Supplied records.
════════

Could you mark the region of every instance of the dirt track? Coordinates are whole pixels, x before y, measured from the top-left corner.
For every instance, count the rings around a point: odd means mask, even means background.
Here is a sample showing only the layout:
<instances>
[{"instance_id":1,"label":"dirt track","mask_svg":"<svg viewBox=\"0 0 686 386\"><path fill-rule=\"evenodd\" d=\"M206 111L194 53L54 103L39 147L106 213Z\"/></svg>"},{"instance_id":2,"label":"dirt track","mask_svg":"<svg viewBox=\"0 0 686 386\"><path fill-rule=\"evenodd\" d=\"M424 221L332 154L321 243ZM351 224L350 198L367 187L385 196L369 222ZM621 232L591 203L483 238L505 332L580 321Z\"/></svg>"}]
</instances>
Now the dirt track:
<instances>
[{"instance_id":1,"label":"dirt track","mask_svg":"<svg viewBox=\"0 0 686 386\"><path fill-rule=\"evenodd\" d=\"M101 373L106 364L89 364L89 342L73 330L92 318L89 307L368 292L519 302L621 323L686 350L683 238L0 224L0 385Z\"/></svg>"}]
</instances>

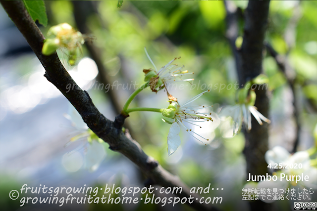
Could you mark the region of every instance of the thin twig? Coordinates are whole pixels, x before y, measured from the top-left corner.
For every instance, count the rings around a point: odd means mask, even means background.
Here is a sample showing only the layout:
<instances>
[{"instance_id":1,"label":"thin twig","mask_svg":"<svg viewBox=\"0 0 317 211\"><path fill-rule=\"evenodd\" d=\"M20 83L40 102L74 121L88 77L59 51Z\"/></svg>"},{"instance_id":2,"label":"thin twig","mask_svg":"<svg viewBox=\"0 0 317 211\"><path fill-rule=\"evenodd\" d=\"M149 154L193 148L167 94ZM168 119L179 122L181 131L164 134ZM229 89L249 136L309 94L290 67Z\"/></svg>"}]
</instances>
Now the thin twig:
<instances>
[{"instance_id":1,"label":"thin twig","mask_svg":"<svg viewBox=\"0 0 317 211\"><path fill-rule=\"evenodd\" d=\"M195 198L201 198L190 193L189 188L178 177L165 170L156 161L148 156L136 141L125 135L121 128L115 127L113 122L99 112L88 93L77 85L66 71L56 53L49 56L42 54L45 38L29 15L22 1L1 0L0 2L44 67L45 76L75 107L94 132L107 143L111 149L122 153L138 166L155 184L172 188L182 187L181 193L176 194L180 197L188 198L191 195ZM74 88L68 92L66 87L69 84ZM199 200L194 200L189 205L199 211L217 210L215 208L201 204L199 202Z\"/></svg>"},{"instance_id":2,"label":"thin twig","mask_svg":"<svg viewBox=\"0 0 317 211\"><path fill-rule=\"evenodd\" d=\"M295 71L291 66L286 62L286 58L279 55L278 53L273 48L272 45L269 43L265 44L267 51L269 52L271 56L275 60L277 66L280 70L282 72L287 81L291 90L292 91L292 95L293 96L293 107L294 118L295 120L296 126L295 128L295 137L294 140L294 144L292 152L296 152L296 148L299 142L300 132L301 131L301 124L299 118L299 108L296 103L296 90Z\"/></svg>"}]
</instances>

════════

What is being asked. Reproduce all the items above word for word, omitting the pictures.

Correct output.
Could you mark the region of every instance of the dirt track? Coordinates are whole pixels, x before y, measured from the top-left corner.
For every instance, count the rings around a point: odd means mask, even means background.
Here is a sample showing only the layout:
<instances>
[{"instance_id":1,"label":"dirt track","mask_svg":"<svg viewBox=\"0 0 686 386\"><path fill-rule=\"evenodd\" d=\"M206 111L194 53L54 103L39 147L106 213Z\"/></svg>"},{"instance_id":2,"label":"dirt track","mask_svg":"<svg viewBox=\"0 0 686 386\"><path fill-rule=\"evenodd\" d=\"M424 221L332 154L321 243ZM351 224L350 198L367 187L385 196L369 222ZM621 232L591 203L483 238L505 332L580 321Z\"/></svg>"}]
</instances>
Now the dirt track:
<instances>
[{"instance_id":1,"label":"dirt track","mask_svg":"<svg viewBox=\"0 0 686 386\"><path fill-rule=\"evenodd\" d=\"M101 373L106 364L89 364L89 342L73 330L92 318L89 307L368 292L519 302L621 323L686 350L683 238L0 224L0 385Z\"/></svg>"}]
</instances>

Could you mark the region of every instance of the thin twig? Coordinates are whole pixels, x before y, measured from the top-left corner.
For every instance, count the rings around a point: odd means mask, even means background.
Here is a sample showing only the layout:
<instances>
[{"instance_id":1,"label":"thin twig","mask_svg":"<svg viewBox=\"0 0 317 211\"><path fill-rule=\"evenodd\" d=\"M20 83L40 102L74 121L88 77L59 51Z\"/></svg>"},{"instance_id":2,"label":"thin twig","mask_svg":"<svg viewBox=\"0 0 317 211\"><path fill-rule=\"evenodd\" d=\"M149 154L193 148L167 94ZM168 119L179 122L181 131L164 134ZM229 89L249 136L309 94L290 67Z\"/></svg>"}]
</instances>
Now the thin twig:
<instances>
[{"instance_id":1,"label":"thin twig","mask_svg":"<svg viewBox=\"0 0 317 211\"><path fill-rule=\"evenodd\" d=\"M195 198L201 198L190 193L189 188L178 177L165 170L156 161L148 156L136 141L125 135L121 128L115 127L113 122L99 112L88 93L77 85L66 71L56 53L49 56L42 54L45 38L29 15L22 1L1 0L0 2L44 67L45 76L75 107L94 132L107 143L111 149L122 153L138 166L155 184L172 188L182 187L181 193L176 194L180 197L188 198L191 195ZM74 88L68 92L66 87L69 84ZM199 200L194 200L189 205L199 211L217 210L215 208L201 204L199 202Z\"/></svg>"},{"instance_id":2,"label":"thin twig","mask_svg":"<svg viewBox=\"0 0 317 211\"><path fill-rule=\"evenodd\" d=\"M295 71L291 66L286 62L286 58L279 55L278 53L273 48L272 45L269 43L265 44L267 51L269 52L271 56L275 60L277 66L280 70L282 72L287 81L291 90L292 91L292 95L293 96L293 107L294 118L295 120L296 126L295 128L295 137L294 140L294 144L292 152L296 152L296 148L299 142L300 132L301 131L301 124L299 118L299 108L296 103L296 90Z\"/></svg>"}]
</instances>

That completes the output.